Zu erledigen:
1. Schreiben Sie aus dem Interview zur Weiterbildung den Abschnitt wortgetreu ab, beginnend mit „Sie haben mehrfach“ und weiter bis einschließlich „Praxis zu übertragen.“.
2. Was machen digitale Medien laut dem Interview zur Weiterbildung möglich, sodass sie in der Pandemiezeit ein wichtiger Helfer sind?

::: Zitierter Abschnitt

Erstens ist die Verantwortung verteilt auf Bund, Länder und verschiedene Ministerien. Es gibt also keinen eindeutigen Ansprechpartner in der Politik. Zweitens findet ein Großteil der Weiterbildung im privaten Bereich statt. Deswegen gibt es für die Weiterbildung generell wenig öffentliches Interesse. Drittens hat es mit der individuellen Wahrnehmung zu tun: Für die meisten Menschen hat die Teilnahme an Weiterbildungen nämlich nicht den Stellenwert wie der Schulbesuch oder ein Hochschulabschluss. Und viertens sind die in der Erwachsenbildung tätigen Menschen nicht gewerkschaftlich organisiert, anders als etwa die Lehrerinnen und Lehrer in den Schulen. Es gibt also keine Interessensorganisation, die sich öffentlich stark machen kann für angemessene Arbeitsbedingungen. Es fehlt eine ausgeprägte Organisationspower.

Sie haben mehrfach die Digitalisierung der Weiterbildungsangebote angesprochen. Können wir digital so gut lernen wie analog?

Zurzeit geht es in erster Linie darum, überhaupt Lernmöglichkeiten anzubieten. Und digitale Medien machen Lernen zeit- und ortsunabhängig möglich. Genau deshalb sind sie ja so ein wichtiger Helfer in der Pandemiezeit. Ob das Lernen dabei qualitativ besser wird, ist eine davon losgelöste Frage, die in der aktuellen Debatte kaum eine Rolle spielt. Es wird in Zukunft aber wichtig sein, noch weiter zu erforschen, wie wir mit digitalen Medien lernen, und diese Erkenntnisse dann in die Praxis zu übertragen.

Welche Vorteile hat das Lernen mit digitalen Medien generell?

Man kann individueller lernen und schneller direktes Feedback zu den Lernfortschritten erhalten. Außerdem kann man sich fortlaufend mit anderen Teilnehmenden austauschen, das ist im frontalen Präsenzunterricht so nicht möglich. Es lassen sich auch spielerische Elemente in den Lernprozess integrieren, die man in analogen Formaten nicht realisieren kann. Ob eine effektive Nutzung digitaler Medien in Zukunft gelingt oder nicht, hängt aber maßgeblich davon ab, ob die Lehrkräfte die Potenziale auch erkennen und nutzen werden.

Es fehlt eine ausgeprägte Organisationspower.

Alte Schreibmaschine, auf dem eingespannten Blatt ist »E-Learning« zu lesen.

Die Anbieter müssen sich weiterentwickeln.

Wie wird die Erwachsenenbildung nach Corona aussehen? Kommen die analogen Formate zurück?

::::::
::: Untersuchte Daten

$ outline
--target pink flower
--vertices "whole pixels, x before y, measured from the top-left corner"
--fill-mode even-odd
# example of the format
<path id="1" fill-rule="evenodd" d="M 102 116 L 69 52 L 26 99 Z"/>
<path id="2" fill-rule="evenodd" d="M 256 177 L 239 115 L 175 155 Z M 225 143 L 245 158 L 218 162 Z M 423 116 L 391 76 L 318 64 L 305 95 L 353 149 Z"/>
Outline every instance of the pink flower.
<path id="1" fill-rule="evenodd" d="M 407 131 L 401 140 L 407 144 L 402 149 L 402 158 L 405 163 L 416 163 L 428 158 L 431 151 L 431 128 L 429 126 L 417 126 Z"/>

::::::

Antworten je Aufgabe:
1.
Sie haben mehrfach die Digitalisierung der Weiterbildungsangebote angesprochen. Können wir digital so gut lernen wie analog?

Zurzeit geht es in erster Linie darum, überhaupt Lernmöglichkeiten anzubieten. Und digitale Medien machen Lernen zeit- und ortsunabhängig möglich. Genau deshalb sind sie ja so ein wichtiger Helfer in der Pandemiezeit. Ob das Lernen dabei qualitativ besser wird, ist eine davon losgelöste Frage, die in der aktuellen Debatte kaum eine Rolle spielt. Es wird in Zukunft aber wichtig sein, noch weiter zu erforschen, wie wir mit digitalen Medien lernen, und diese Erkenntnisse dann in die Praxis zu übertragen.

2. Sie machen Lernen zeit- und ortsunabhängig möglich.